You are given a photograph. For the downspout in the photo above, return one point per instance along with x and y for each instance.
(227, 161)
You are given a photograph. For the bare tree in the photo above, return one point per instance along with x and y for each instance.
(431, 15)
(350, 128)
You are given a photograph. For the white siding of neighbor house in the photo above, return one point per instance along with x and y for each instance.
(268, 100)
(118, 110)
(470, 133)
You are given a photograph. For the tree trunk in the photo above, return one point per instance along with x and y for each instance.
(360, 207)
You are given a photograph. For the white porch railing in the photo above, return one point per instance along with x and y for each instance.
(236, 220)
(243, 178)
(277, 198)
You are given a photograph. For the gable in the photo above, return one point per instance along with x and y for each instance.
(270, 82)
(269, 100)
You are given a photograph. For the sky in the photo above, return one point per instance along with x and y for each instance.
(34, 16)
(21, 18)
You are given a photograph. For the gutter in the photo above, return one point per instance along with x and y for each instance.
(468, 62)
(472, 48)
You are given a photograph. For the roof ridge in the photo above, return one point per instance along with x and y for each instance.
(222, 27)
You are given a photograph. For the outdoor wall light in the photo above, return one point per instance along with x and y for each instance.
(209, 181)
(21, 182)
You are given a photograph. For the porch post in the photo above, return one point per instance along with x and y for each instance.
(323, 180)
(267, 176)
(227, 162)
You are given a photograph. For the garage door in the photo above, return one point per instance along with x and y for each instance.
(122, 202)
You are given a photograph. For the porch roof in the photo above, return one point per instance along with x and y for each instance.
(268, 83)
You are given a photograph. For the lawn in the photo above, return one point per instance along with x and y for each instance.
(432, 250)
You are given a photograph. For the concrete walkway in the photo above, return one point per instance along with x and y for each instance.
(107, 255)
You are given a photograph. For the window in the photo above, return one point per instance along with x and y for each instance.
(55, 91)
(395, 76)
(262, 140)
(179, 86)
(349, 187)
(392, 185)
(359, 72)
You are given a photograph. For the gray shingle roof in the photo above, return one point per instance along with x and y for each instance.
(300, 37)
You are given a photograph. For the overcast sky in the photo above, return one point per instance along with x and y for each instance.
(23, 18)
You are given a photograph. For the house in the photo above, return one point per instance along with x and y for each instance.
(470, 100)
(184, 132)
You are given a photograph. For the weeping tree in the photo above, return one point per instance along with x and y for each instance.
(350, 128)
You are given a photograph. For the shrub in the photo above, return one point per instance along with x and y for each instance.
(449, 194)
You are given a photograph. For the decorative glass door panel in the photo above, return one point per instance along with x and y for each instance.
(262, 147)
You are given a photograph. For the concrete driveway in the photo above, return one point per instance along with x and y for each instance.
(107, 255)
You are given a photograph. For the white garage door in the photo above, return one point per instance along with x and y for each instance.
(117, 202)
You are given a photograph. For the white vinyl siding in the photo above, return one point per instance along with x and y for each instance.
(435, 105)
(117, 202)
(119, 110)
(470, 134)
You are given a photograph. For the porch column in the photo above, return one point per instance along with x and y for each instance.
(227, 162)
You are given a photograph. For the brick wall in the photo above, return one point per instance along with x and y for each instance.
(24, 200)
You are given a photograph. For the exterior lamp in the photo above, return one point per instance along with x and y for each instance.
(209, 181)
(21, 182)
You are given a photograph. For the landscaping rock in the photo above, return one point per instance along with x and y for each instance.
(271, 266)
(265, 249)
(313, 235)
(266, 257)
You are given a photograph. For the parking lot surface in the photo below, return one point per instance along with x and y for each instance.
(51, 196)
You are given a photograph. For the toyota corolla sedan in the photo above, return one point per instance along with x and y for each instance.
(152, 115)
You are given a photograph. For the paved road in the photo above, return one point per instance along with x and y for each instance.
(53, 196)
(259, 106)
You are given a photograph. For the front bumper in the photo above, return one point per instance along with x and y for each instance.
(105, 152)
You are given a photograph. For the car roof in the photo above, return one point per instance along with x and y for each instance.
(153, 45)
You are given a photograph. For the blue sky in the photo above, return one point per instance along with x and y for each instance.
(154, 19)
------------------------------------
== TASK GOAL ==
Repeat the data above exactly.

== TASK RESULT ==
You are given a photograph. For the downspout in the photo above, return one point per instance along with x and y for each instance.
(227, 161)
You are given a photograph. For the bare tree in the photo above, return one point per instance along with x and y for each instance.
(431, 15)
(350, 128)
You are given a photograph. For the white siding of neighbor house in the photo above, return one point per instance along with x and y for each instance.
(268, 100)
(118, 110)
(470, 133)
You are given a photograph. For the tree trunk in the photo above, return one point per instance along with x and y for each instance.
(360, 207)
You are given a photograph. For the white porch railing in the photo above, return one point per instance along with x and y for each instance.
(236, 220)
(243, 178)
(277, 198)
You are given a photograph. For the gable in the photo above, return one point per instance along with x and y for each instance.
(270, 82)
(269, 100)
You are given a photograph. For the sky in the photo above, return one point per instance along with x and y for each instance.
(34, 16)
(21, 18)
You are given a photograph. For the gutter in the photo above, return one point per instance along with x and y for each instance.
(468, 62)
(472, 48)
You are given a photograph. For the roof ridge in the photo above, return one point per instance along with x and y for each instance.
(222, 27)
You are given a photograph. For the outdoor wall light in the photo above, return one point per instance along with x and y for each instance.
(209, 181)
(21, 182)
You are given a photograph. For the porch post in the photo above, return one point per instance along with x and y for each instance.
(323, 180)
(267, 176)
(227, 162)
You are given a photograph. For the garage door in the photo above, return one point per instance along with x and y for each instance.
(122, 202)
You are given a photograph. For the porch roof in the photo above, return one point per instance along with x and y for each instance.
(268, 83)
You are given a photograph. For the lawn in the photo above, return one point per instance along with x and y for each instance.
(432, 250)
You are given a photograph. For the concrete walkway in the photo above, return one point per instance along with x and y for each instance.
(107, 255)
You are given a photograph. For the window in the photo above, return one point per instance along with x and y for each instance.
(55, 91)
(395, 76)
(262, 140)
(179, 86)
(349, 187)
(392, 185)
(359, 72)
You are given a photograph. For the gray shingle roof in the photo above, return one point per instance along with x and y for each instance.
(300, 37)
You are given a photograph. For the overcast sky in the photo above, return one point per instance along with x and y for each instance.
(23, 18)
You are given a photograph. For the house in the photo above, return one point per instance along with x and y for each instance.
(470, 100)
(184, 132)
You are given a photograph. For the weeping tree in the photo above, return one point per instance along with x and y for each instance.
(350, 128)
You are given a photograph. For the shrub in the photo above, return one point per instance along with x and y for each instance.
(449, 194)
You are given a photograph. For the decorative glass door panel in the photo above, return one point per instance along with x and y for each instance.
(262, 147)
You are given a photograph. For the concrete driveway in the photo above, return one point per instance along with x and y for each instance.
(107, 255)
You are given a photograph. For the white garage door in the photo above, return one point per instance along with x and y for each instance.
(117, 202)
You are given a photograph. For the white vinyl siding in the photo above, return one point per instance along with x and y for each instance.
(435, 105)
(117, 202)
(119, 110)
(470, 134)
You are given a photograph. For the porch column in the photo above, return one point per instance along with x and y for each instance.
(227, 162)
You are given a photograph. For the brick wall in the photo above, return one point per instance along with x and y for each instance.
(24, 200)
You are given a photograph. For the exterior lamp in the photo above, return one point per instance along with x and y for each instance.
(209, 181)
(21, 182)
You are given a photograph. For the landscaping rock in the photo above, return one point per instance along with x and y for each instance.
(271, 266)
(265, 249)
(313, 235)
(266, 257)
You are given a photograph. For the parking lot surface in the photo below, return one point per instance along with x and y for each instance.
(51, 196)
You are given a photograph. For the toyota corolla sedan in the photo above, return one point per instance along with x and y for each instance.
(152, 115)
You are given a photograph. For the paved road in the photo above, return one point per instance along with x and y for each instance.
(53, 196)
(259, 106)
You are given a photograph. For the front bumper in the photo above, return one point per instance along with x and y for each instance.
(105, 152)
You are given a photograph. For the car roof in the photo above, return one point per instance along with x and y for each instance.
(153, 45)
You are given a photograph. For the blue sky in the photo above, return one point per instance along with x and y for each instance.
(154, 19)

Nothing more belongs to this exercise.